_Excerpted passage_:
Jobs or corporate American success?
Published 8:27 am Thursday, August 4, 2011
Attorney Brennan bitterly attacked the Supreme Court for its ruling in the Schechter Poultry case. Public health authorities confiscated Schechters’ rotten chickens repealing the practice of caveat emptor (let the buyer beware).
Citizens could use the smell test but odors could cover the smell. Hadn’t they used embalming fluid to keep milk from souring? Since Schechter’s day products have become more complex making it impossible for very sophisticated buyers to protect themselves heightening the need for regulation. Regulatory agencies often fail us because of conflicting clauses in their charters, underfunding, outright corruption or the revolving door that encourages regulators to tread softly in the hope of landing a plush job with those they are supposed to regulate. Some results are the San Bruno Pipeline explosion (six dead, 60 injured) and the Massey coal mine explosion (29 dead).
In other cases business practices outstrip scientific knowledge as in hydro-tracking and deep-sea oil drilling. In such cases we should use the medical slogan: Do no harm. Attorney Brennan seems to believe that businessmens’ ability to profit from the socio-economic system proves their genetic superiority, that they should be allowed to rape the public and the planet in search of the profits necessary to secure their privileges. When we vote for deregulation, we sell out to the grow-or-die mentality of the business community’s social Darwinists.
How many lives are we willing to sacrifice for more jobs? How much of our planets resources will we trade for more stuff and the mini storage units and three-car garages we store it in? We must regulate both our own appetites and those of the corporations if we are to save ourselves and our planet.

_What you have to do_: According to "Jobs or corporate American success?", how many people died in the Massey coal mine explosion?

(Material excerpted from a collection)
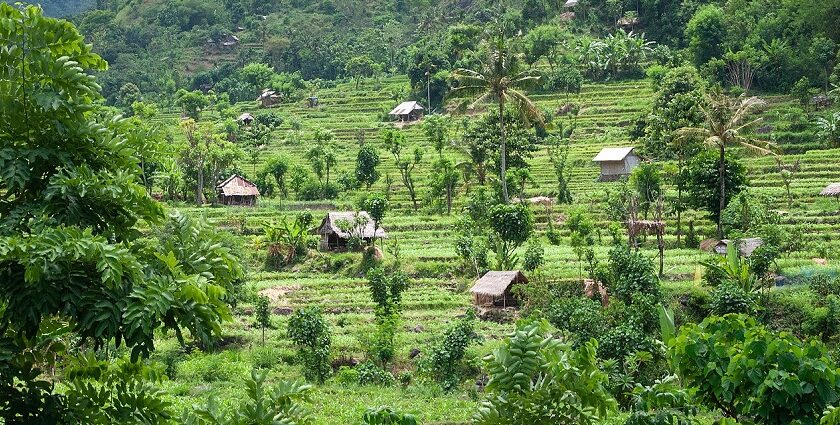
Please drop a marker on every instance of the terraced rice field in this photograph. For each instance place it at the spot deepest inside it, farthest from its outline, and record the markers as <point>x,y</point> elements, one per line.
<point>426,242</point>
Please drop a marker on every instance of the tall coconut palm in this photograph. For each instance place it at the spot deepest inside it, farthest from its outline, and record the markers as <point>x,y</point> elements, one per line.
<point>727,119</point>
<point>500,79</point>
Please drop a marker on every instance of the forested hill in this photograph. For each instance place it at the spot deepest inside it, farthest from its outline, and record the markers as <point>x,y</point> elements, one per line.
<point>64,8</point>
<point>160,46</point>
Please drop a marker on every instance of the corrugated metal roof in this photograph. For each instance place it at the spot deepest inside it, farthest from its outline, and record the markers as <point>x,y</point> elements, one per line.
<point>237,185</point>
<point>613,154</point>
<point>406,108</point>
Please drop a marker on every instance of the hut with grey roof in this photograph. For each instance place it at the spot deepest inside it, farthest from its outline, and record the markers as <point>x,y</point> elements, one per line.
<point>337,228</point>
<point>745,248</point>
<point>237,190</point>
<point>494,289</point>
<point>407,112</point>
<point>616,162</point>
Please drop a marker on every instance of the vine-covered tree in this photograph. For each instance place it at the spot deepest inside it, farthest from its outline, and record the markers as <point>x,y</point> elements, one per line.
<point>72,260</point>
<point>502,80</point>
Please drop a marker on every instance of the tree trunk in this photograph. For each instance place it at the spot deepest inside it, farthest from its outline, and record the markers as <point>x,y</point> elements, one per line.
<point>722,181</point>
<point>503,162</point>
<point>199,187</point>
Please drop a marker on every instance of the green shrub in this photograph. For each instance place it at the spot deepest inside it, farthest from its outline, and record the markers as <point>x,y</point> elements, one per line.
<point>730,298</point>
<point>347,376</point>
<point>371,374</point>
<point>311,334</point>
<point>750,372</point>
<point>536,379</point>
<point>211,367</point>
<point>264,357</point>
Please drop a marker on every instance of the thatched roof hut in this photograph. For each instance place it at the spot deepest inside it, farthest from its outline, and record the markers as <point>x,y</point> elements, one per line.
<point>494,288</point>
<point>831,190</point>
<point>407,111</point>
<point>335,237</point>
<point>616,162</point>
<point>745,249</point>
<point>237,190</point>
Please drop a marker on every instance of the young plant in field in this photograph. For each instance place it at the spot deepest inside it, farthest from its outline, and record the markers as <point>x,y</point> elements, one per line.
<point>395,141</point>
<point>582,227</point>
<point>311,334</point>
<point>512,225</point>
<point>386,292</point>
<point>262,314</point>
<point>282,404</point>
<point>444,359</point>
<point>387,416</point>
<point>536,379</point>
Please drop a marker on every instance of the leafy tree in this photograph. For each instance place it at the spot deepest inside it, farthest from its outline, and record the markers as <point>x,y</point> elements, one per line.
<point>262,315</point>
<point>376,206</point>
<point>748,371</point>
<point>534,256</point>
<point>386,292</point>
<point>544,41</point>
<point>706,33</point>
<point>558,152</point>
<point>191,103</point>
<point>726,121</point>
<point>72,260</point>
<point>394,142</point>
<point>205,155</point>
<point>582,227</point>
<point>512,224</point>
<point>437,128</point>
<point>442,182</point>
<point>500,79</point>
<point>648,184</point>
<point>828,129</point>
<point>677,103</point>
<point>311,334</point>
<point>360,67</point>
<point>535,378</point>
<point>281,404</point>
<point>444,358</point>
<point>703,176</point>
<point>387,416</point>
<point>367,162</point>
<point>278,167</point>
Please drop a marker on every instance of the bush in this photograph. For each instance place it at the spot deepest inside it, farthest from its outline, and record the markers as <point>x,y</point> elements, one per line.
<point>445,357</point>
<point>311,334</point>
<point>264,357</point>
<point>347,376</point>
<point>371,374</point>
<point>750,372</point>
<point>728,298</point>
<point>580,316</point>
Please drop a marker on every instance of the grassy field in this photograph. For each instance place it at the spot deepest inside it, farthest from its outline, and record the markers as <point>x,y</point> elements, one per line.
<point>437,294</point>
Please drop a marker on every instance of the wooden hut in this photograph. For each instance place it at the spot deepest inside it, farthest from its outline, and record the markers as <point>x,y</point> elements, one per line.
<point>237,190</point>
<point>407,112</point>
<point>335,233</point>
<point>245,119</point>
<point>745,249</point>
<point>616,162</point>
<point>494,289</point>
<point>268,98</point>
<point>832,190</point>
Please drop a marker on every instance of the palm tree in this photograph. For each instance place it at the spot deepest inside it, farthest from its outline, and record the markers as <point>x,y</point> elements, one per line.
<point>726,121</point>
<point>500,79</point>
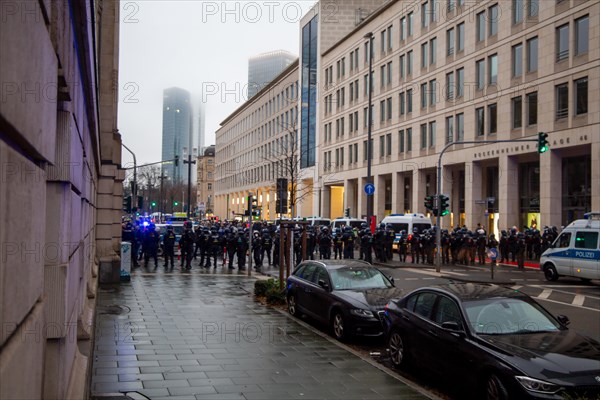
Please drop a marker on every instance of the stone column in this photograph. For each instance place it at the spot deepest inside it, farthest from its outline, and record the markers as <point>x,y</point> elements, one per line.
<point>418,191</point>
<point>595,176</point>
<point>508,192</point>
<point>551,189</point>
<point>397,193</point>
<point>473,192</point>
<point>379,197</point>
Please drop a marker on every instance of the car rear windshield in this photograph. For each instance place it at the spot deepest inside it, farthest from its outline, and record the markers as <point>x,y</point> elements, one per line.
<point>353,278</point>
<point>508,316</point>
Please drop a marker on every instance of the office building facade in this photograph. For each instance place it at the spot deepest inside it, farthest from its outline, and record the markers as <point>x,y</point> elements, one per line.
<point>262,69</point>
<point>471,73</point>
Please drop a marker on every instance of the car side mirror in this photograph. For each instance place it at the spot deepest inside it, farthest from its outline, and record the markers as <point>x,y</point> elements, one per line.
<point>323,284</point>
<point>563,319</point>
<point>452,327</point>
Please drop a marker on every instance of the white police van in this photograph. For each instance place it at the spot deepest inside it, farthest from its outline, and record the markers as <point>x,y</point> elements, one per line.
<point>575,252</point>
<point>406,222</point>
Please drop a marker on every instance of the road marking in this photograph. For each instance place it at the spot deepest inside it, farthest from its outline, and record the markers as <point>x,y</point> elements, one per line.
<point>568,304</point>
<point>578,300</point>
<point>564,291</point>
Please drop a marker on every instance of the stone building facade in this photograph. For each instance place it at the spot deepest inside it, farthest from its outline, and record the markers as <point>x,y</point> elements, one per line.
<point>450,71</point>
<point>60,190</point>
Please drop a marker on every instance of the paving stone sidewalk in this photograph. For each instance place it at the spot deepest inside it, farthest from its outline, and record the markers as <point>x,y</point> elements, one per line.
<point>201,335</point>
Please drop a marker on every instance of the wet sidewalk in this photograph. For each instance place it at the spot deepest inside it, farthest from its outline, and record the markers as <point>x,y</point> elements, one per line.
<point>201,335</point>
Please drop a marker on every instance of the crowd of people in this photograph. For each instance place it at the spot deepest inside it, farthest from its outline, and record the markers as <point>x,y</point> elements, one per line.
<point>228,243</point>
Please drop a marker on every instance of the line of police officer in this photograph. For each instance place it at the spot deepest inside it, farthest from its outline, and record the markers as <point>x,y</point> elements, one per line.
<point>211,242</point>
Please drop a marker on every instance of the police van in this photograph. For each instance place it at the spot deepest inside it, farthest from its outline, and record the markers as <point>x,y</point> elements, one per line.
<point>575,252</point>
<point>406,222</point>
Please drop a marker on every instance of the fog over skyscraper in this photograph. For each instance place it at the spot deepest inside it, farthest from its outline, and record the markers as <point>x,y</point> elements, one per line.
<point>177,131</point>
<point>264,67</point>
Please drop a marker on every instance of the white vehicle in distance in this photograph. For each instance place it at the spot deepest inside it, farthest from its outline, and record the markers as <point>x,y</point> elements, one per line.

_Solution for this problem_: 29 people died.